### EXTRACT PROVIDED
───

Friday, December 21, 2012

Clergy investigating US nuns have poor records on sex abuse cases

From its 17th century palace, the Congregation of the Doctrine of the Faith monitors compliance with Roman Catholic moral teaching and matters of dogma for the oldest church in Christendom.
 
These issues have little bearing on most of the world’s 1.2 billion Catholics. Faith, for them, rests in parish life and the quality of their pastors. In the 1980s, for example, when the CDF punished theologians who dissented from the papal ban on birth control devices, the 85 percent of Catholics who support contraception did not change their opinion.

But as the CDF accelerates a disciplinary action against the main leadership group of American nuns, many sisters and priests are reacting to a climate of fear fostered by bishops and cardinals who have never been investigated by the church for their role in the greatest moral crisis of modern Catholicism: the clergy sex abuse crisis.

As the Vatican lowers a curtain of scrutiny across communities of religious women in America, a small but resonant chorus of critics is raising an issue of a hypocrisy that has grown too blatant to ignore. 

The same hierarchy that brought shame upon the Vatican for recycling clergy child molesters, a scandal that rocked the church in many countries, has assumed a moral high ground in punishing the Leadership Conference of Women Religious, a group whose members have put their lives on the line in taking the social justice agenda of the Second Vatican Council to some of the poorest areas in the world. 

Many nuns from foreign countries wonder if the investigation is an exercise “in displaced anger,” as one sister puts it, for the hierarchy’s failure in child abuse scandals across the map of the global church.

Cardinals and bishops involved in the LCWR investigation have suffered no discipline for their blunders in their handling of clergy pedophiles, according to news reports and legal documents.

───

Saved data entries

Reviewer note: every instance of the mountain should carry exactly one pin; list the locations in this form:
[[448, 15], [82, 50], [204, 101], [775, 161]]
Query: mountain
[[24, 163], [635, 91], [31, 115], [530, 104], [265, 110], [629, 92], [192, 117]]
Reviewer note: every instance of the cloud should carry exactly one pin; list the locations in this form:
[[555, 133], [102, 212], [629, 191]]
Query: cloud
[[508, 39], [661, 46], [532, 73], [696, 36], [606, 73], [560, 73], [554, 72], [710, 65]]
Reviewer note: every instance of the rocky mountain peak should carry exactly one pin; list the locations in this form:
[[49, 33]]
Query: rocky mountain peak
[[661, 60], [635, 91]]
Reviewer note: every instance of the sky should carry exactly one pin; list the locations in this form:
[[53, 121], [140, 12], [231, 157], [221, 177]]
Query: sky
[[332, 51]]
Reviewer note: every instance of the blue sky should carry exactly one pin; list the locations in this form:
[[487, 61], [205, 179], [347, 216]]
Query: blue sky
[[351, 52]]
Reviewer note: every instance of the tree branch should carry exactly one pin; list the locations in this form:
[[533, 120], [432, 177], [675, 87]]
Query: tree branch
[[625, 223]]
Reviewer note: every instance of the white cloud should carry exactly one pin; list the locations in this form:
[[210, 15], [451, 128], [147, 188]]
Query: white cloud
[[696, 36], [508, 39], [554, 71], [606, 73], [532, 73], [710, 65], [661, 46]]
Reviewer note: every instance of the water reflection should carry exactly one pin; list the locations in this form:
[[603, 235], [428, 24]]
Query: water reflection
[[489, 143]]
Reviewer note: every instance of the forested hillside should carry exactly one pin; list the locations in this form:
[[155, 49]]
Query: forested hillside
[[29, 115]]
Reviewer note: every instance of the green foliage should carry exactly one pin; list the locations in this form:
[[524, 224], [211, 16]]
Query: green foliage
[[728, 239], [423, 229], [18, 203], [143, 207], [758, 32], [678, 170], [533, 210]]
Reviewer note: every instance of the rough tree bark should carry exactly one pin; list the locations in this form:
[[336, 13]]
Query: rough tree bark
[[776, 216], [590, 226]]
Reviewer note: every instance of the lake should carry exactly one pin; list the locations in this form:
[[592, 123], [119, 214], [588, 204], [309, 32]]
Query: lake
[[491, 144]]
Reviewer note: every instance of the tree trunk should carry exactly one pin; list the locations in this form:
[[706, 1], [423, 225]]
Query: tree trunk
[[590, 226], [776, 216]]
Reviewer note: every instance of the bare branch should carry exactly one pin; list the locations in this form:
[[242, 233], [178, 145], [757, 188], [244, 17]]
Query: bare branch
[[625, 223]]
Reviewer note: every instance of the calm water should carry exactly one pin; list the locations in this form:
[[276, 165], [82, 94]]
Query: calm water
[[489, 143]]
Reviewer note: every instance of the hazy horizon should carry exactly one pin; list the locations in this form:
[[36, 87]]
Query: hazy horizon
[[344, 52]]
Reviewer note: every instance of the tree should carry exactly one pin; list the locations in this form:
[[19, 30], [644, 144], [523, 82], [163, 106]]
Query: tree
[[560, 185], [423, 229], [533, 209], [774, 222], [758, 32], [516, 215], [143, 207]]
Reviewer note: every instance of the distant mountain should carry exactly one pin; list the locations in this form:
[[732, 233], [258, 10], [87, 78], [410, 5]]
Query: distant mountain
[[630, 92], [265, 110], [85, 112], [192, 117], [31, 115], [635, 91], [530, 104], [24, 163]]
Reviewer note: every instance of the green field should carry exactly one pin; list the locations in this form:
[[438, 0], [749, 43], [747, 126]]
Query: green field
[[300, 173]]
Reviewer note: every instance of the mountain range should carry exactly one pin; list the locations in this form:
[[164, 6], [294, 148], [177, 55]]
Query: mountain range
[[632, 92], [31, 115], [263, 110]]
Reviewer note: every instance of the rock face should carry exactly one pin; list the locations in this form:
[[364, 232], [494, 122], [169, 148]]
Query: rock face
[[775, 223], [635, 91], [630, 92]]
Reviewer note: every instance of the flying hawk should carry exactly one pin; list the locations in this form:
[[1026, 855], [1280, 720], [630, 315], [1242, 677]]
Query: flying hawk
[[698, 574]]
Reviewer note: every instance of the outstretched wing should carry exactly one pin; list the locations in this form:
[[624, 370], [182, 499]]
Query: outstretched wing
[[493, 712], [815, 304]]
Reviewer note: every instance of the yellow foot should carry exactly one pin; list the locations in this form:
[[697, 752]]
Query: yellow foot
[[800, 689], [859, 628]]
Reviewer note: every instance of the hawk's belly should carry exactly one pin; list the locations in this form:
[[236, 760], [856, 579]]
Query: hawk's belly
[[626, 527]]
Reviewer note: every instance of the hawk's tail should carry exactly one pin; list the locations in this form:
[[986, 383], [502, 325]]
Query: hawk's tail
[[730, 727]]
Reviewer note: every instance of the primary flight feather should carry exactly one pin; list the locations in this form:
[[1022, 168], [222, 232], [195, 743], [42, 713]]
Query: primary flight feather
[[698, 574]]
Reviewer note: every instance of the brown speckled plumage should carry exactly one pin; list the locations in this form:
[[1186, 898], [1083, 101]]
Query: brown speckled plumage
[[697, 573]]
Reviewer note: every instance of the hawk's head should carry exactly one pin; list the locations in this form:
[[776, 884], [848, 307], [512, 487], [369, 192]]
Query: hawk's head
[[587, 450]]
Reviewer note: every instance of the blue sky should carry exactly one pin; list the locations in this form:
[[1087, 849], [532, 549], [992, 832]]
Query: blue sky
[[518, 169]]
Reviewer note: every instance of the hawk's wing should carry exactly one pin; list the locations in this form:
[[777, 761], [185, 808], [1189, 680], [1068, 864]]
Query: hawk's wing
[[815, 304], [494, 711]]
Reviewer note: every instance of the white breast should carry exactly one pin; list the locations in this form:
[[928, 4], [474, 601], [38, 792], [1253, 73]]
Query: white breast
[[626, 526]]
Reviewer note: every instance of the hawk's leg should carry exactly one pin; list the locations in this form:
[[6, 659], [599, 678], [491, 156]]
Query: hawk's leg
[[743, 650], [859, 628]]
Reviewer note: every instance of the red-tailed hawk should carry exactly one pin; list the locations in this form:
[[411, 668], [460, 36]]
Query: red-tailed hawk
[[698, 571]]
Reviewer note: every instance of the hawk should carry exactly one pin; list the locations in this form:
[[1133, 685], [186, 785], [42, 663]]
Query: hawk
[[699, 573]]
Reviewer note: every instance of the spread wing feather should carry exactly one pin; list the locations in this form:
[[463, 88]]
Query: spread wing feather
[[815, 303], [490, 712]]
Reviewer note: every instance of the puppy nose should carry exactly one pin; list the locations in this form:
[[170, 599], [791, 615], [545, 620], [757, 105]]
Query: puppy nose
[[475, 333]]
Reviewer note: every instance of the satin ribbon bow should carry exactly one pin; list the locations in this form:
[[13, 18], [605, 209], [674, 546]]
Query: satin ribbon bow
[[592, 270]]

───

### TO DO
From the article about clergy investigating US nuns, list every date or period of time it mentions. Rely only on the article to complete this.

### REPLY
- Friday, December 21, 2012
- 17th century
- the 1980s